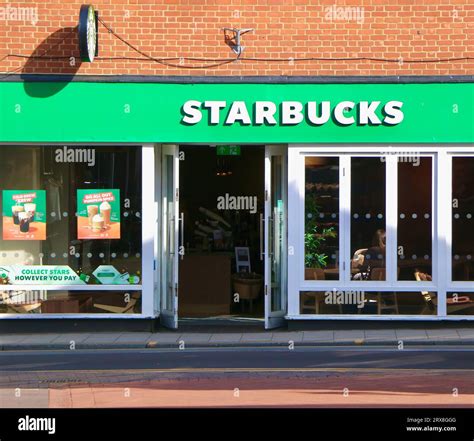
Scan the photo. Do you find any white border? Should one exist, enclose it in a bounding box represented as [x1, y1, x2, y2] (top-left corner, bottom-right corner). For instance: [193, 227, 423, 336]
[0, 142, 152, 320]
[286, 144, 474, 321]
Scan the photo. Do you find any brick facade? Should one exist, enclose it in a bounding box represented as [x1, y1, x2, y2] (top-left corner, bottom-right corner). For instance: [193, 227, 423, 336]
[0, 0, 474, 76]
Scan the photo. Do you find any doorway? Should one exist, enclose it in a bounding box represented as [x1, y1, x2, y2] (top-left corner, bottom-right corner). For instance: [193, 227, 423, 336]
[178, 145, 265, 319]
[160, 145, 287, 328]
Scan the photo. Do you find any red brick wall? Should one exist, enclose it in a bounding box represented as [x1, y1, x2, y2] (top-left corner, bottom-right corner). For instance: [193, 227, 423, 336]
[0, 0, 474, 75]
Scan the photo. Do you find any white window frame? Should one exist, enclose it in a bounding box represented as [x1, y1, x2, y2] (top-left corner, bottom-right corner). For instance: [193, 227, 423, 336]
[286, 144, 474, 321]
[0, 142, 157, 320]
[445, 148, 474, 296]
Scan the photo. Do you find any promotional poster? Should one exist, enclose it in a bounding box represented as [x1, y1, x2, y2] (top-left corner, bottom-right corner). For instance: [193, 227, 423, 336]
[3, 190, 46, 240]
[77, 189, 120, 239]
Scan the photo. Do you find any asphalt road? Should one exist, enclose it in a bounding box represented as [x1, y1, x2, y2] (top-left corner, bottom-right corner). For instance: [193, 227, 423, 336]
[0, 347, 474, 373]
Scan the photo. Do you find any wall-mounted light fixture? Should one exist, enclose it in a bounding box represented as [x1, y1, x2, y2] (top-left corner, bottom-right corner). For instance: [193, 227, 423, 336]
[223, 28, 253, 55]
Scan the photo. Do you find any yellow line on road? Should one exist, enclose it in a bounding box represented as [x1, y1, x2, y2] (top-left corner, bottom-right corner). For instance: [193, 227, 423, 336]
[12, 368, 474, 374]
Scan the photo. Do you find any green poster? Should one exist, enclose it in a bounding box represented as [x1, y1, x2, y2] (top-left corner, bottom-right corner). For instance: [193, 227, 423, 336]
[2, 190, 46, 240]
[77, 189, 120, 239]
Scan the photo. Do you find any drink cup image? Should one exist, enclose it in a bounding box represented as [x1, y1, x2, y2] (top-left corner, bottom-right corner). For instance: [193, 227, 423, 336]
[92, 214, 104, 233]
[87, 205, 99, 226]
[12, 205, 25, 225]
[18, 211, 30, 233]
[24, 204, 36, 222]
[100, 202, 112, 226]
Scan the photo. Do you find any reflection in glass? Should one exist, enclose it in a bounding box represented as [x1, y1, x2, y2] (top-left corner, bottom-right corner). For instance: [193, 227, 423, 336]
[0, 290, 142, 314]
[269, 155, 286, 311]
[351, 157, 386, 280]
[0, 146, 142, 285]
[304, 157, 339, 280]
[452, 157, 474, 281]
[446, 292, 474, 315]
[300, 290, 438, 315]
[397, 157, 433, 280]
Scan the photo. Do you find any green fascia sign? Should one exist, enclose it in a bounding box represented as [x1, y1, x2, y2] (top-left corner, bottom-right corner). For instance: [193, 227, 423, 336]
[0, 82, 474, 145]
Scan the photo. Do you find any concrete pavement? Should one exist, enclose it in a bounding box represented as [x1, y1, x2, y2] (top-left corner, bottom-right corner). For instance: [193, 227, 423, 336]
[0, 327, 474, 351]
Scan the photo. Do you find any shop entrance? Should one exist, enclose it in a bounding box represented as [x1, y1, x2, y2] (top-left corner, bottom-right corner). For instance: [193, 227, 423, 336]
[161, 145, 287, 328]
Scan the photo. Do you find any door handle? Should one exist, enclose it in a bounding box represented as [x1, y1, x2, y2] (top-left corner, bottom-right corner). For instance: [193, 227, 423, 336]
[178, 212, 184, 260]
[268, 217, 275, 263]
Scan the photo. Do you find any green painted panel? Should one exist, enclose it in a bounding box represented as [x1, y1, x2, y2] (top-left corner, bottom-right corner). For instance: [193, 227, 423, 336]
[0, 82, 474, 145]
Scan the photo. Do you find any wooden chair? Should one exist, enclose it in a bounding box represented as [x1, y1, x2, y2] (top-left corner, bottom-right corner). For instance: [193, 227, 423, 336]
[94, 293, 140, 314]
[370, 268, 400, 315]
[301, 268, 326, 314]
[415, 270, 437, 315]
[0, 291, 43, 314]
[304, 268, 326, 280]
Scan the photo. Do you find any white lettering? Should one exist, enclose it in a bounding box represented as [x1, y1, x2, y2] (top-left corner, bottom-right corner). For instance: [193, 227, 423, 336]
[255, 101, 277, 126]
[334, 101, 355, 126]
[383, 101, 404, 126]
[204, 101, 227, 124]
[281, 101, 304, 125]
[225, 101, 252, 125]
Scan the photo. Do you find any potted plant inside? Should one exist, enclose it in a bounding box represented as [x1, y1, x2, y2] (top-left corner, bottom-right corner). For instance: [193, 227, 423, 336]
[304, 197, 336, 280]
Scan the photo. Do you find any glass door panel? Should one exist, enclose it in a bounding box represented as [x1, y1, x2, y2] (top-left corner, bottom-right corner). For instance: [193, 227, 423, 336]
[160, 146, 179, 329]
[397, 156, 433, 280]
[451, 156, 474, 282]
[350, 157, 386, 281]
[265, 146, 288, 329]
[304, 156, 341, 280]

- - -

= WORK TO BE COMPLETED =
Copy out every row above verbatim, leaving out the pictures.

= EXPECTED OUTPUT =
Scan the photo. Do you find any white border? Should one exist, enclose it in a bounding box represented as [x1, y1, x2, y2] (top-left corner, bottom-right corner). For instance: [193, 227, 423, 336]
[0, 142, 152, 320]
[286, 144, 474, 321]
Scan the photo. Do you find any brick facade? Should one exist, enclose it in a bounding box represented as [x1, y1, x2, y2] (top-left corner, bottom-right corner). For instance: [193, 227, 423, 336]
[0, 0, 474, 76]
Scan the photo. Do you find any doorway? Should one exist, enclose it in a bounding box represented as [x1, y1, x2, y2] (top-left corner, bottom-right corner). For instance: [193, 227, 423, 336]
[178, 145, 265, 319]
[160, 145, 287, 328]
Scan the photo. Do you find any red brick wall? Should one exist, enclose it in a bounding box represented as [x1, y1, x2, y2] (top-left corner, bottom-right corner). For instance: [193, 227, 423, 336]
[0, 0, 474, 75]
Scan the photo. Do you find any white window frame? Should one exist, enclose it in a bounding box represented as [x1, y1, x2, y2] (top-left corner, bottom-right corner). For instance: [193, 227, 423, 336]
[286, 144, 474, 321]
[0, 142, 157, 320]
[445, 148, 474, 296]
Scan the photo. Do you find any promotional poster? Should one exist, enclose it in a bounding box represented as [x1, y1, x2, y2] (top-left corner, bottom-right corner). For instance: [193, 227, 423, 336]
[3, 190, 46, 240]
[77, 189, 120, 239]
Scan the photo. Do you find any asphalt road? Should one exist, enclose it in a bounding box represented as [x1, y1, x2, y2] (top-left corner, bottom-right corner). For instance: [193, 227, 423, 336]
[0, 347, 474, 373]
Scan the photo. Do you find any wall-mounted light fixture? Should one exist, enclose it in a bounding box represented as [x1, y1, x2, y2] (top-left corner, bottom-right corner). For instance: [193, 227, 423, 336]
[223, 28, 253, 55]
Scan the photo. Do you find any yellow line on road? Should one exist, enclose it in a bounding box represented as [x1, y1, x2, y2] (top-left corner, bottom-right corner). For instance: [193, 227, 423, 336]
[12, 368, 474, 374]
Scan the photo. Do you find any green poster? Should one exist, enclose it in a bounding box represented as [x1, y1, x2, y2] (top-left corner, bottom-right corner). For instance: [193, 227, 423, 336]
[2, 190, 46, 240]
[77, 189, 120, 239]
Scan the photo. Do you find any drink cup image? Should one exist, enclose it in a bounding box represented as [x1, y1, x2, y2] (top-left corner, bottom-right corner). For instance: [193, 227, 423, 336]
[92, 214, 104, 233]
[87, 205, 99, 226]
[12, 205, 25, 225]
[18, 211, 30, 233]
[24, 204, 36, 222]
[100, 202, 112, 226]
Scan the photo. Do you find any reflection in glass? Should one exist, enclose it in a bounding box represented as [x1, y1, x2, y2] (top-left corner, bottom-right corner). For instance: [193, 227, 423, 336]
[0, 290, 142, 314]
[269, 155, 286, 311]
[351, 157, 386, 280]
[0, 146, 142, 285]
[304, 157, 339, 280]
[452, 157, 474, 281]
[446, 292, 474, 315]
[300, 290, 438, 315]
[397, 157, 433, 280]
Scan the photo. Do you find any green fascia sign? Should one exist, enclose it in a bounding box represented as [x1, y1, x2, y2] (top-left corner, bottom-right corner). For instance: [193, 227, 423, 336]
[0, 82, 474, 145]
Scan the photo. Do you find any concrete pavement? Should one exist, enclose it in a bounding box represented as [x1, y1, x2, y2] (top-left corner, bottom-right corner). For instance: [193, 227, 423, 336]
[0, 327, 474, 351]
Scan the photo. Do you find any shop entrance? Should one exist, enclose it in a bounding box represented as [x1, y1, x2, y2] (top-left corner, bottom-right corner). For instance: [193, 227, 423, 336]
[161, 145, 287, 328]
Scan the photo. Do you find any door handle? Should one exist, enclose it in a bounding box represented as [x1, y1, x2, y2] (top-left corner, bottom-right corner). For instance: [193, 227, 423, 336]
[178, 212, 184, 260]
[268, 217, 275, 263]
Scan the photo. Do you find any green painted panel? Should one exist, enclose it in a bounding box represented as [x1, y1, x2, y2] (top-left corner, bottom-right corner). For instance: [193, 227, 423, 336]
[0, 82, 474, 145]
Scan the photo. Do you find any wooden chair? Should one exist, enclose it in a bounding box represented as [x1, y1, x2, y2] (top-left corner, bottom-right corner). For instance: [193, 227, 423, 336]
[94, 293, 140, 314]
[370, 268, 400, 315]
[301, 268, 326, 314]
[415, 270, 437, 315]
[0, 291, 43, 314]
[304, 268, 326, 280]
Scan the photo. Do you find any white lettering? Should one exist, enclose it in a bounding box represented as [x1, y1, x2, y2] (top-left corner, bottom-right corner). For instance: [193, 227, 423, 336]
[255, 101, 277, 126]
[334, 101, 355, 126]
[383, 101, 404, 126]
[204, 101, 227, 124]
[281, 101, 304, 125]
[225, 101, 252, 125]
Scan the photo. Do you find any potted plant inside? Should one exist, enclose it in a bounding box represented as [x1, y1, x2, y2] (top-left corner, bottom-right corner). For instance: [193, 227, 423, 336]
[304, 197, 336, 280]
Scan the photo. Do you find any glass door panel? Should one exist, enclose it in a bounding box represented as [x1, y1, x2, y2] (top-left corner, bottom-right corner). For instance: [193, 227, 423, 336]
[160, 146, 179, 329]
[397, 156, 433, 280]
[451, 156, 474, 282]
[350, 157, 386, 281]
[265, 146, 288, 329]
[304, 156, 341, 280]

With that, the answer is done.